* Exercise directions *
Using the records below, write out the line with "Query: blurred background" and each line after it through the final one, exactly, and only those.

=== Begin Enclosure ===

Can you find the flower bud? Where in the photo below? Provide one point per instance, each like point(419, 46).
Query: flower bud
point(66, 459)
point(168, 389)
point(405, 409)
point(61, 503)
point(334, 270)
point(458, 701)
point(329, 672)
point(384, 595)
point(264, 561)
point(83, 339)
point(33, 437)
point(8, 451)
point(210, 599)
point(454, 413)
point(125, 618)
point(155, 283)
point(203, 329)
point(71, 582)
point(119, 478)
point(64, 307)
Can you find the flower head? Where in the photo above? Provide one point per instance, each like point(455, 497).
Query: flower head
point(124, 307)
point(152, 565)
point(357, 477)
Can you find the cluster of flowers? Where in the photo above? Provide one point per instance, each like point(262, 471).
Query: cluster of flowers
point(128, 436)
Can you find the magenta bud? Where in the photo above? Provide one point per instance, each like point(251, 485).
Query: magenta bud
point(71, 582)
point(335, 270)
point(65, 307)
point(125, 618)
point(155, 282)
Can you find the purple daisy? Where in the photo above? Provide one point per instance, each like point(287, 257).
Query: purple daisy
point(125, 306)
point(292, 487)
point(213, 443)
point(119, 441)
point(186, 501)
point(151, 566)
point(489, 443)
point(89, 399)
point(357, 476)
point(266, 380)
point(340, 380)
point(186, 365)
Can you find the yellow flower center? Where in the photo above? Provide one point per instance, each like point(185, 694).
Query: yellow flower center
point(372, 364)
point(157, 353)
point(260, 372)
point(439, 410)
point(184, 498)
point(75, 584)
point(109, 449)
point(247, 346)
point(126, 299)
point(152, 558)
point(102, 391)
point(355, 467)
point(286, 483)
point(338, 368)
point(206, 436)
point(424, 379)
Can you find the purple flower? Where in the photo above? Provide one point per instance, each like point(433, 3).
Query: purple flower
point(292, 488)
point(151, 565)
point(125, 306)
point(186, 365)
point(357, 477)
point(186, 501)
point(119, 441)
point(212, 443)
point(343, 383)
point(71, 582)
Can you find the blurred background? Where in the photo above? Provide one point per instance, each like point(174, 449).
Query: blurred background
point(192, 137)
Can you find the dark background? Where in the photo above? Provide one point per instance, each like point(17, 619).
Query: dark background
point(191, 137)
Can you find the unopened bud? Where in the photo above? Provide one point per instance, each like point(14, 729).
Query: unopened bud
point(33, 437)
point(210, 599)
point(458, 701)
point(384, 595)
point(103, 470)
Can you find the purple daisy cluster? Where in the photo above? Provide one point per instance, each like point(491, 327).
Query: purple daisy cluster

=== End Enclosure ===

* Reply *
Query: blurred background
point(192, 137)
Can you find the dark background? Where in the photo above? Provide one point per instance, each like point(17, 619).
Query: dark background
point(191, 137)
Can you find the unopened bud? Where in the photo above? Provide one point per instance, each like point(14, 729).
Query: unopened bud
point(33, 437)
point(210, 599)
point(458, 701)
point(384, 595)
point(103, 470)
Can you find the purple daisy cluster? Where in the photo above? Provide one point per instance, each like point(491, 327).
Query: purple daisy cluster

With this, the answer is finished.